§ **Description of the task**
Print the line that contains "Guideline: the keypoint for each instance of the sailboat" and every line after it through the last line of the records below, exactly as written and nothing else.

## Begin

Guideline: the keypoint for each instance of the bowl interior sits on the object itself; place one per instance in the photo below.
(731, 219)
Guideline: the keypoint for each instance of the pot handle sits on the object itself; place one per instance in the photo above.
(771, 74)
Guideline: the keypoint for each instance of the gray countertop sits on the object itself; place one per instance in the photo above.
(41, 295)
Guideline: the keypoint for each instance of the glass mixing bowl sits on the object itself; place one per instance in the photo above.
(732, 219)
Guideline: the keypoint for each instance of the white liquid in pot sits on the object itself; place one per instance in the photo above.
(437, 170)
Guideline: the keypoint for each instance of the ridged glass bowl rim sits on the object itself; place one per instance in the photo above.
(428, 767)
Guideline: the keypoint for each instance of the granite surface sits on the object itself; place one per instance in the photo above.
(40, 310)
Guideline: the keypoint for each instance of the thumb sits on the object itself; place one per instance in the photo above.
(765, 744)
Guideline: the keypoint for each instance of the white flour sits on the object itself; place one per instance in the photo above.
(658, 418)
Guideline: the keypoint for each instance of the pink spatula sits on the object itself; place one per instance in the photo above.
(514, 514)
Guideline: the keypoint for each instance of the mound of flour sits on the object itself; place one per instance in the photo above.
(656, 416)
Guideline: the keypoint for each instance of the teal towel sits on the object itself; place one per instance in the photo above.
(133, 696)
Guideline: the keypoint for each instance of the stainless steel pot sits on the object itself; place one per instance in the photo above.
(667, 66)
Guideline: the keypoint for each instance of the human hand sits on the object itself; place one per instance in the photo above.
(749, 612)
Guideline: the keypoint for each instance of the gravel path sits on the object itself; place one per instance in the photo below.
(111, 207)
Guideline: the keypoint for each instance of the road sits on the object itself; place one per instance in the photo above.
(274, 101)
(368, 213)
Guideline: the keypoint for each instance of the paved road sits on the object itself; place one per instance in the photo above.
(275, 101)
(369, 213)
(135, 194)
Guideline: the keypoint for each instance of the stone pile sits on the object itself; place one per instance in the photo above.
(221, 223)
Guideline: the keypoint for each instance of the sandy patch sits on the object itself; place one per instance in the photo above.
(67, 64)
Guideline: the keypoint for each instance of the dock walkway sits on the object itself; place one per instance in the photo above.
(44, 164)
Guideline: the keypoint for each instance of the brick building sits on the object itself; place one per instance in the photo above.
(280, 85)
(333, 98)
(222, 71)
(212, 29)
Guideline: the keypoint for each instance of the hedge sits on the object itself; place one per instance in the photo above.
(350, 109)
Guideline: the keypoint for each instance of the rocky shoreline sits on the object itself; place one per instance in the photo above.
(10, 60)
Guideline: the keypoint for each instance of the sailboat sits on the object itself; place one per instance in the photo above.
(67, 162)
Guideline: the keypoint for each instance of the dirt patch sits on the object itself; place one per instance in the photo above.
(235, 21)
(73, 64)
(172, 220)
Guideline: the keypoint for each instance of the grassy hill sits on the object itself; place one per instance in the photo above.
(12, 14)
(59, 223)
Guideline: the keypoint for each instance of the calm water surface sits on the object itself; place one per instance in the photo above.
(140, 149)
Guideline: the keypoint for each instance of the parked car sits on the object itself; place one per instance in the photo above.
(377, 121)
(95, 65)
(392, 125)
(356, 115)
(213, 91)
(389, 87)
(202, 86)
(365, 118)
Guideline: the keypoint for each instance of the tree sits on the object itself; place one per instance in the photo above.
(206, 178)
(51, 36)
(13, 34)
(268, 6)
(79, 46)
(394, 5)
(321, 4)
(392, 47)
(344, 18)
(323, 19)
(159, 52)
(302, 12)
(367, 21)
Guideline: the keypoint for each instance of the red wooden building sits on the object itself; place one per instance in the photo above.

## End

§ **Reply**
Guideline: the keypoint for each instance of the sailboat sits on the object itself; place one per instance in the photo above.
(67, 162)
Guideline: the keypoint for each instance of the dirt patch sits on the object itself; place one per instance in the photo above.
(235, 21)
(73, 64)
(172, 220)
Guideline: the keypoint for each instance of the grassy hill sits on the object itself; place one per instance in the photo above.
(12, 14)
(59, 223)
Guideline: the keypoint for each instance of the calm water surface sits on the object itself; place one per instance in the photo above.
(140, 149)
Guideline: the keypoint for each instance of the parked car sits on the object itself; place one per instance in the photo above.
(377, 121)
(95, 65)
(392, 125)
(356, 115)
(213, 91)
(389, 87)
(202, 86)
(365, 118)
Guideline: the keypoint for each instance of the tree sits on the object itself; place one per instance in the photo above.
(206, 178)
(51, 36)
(13, 34)
(268, 6)
(79, 46)
(394, 5)
(321, 4)
(392, 47)
(344, 18)
(323, 19)
(159, 52)
(302, 12)
(367, 21)
Guideline: the keypoint for each instance of the red wooden building sits on the object itself; place one per instance in the photo above.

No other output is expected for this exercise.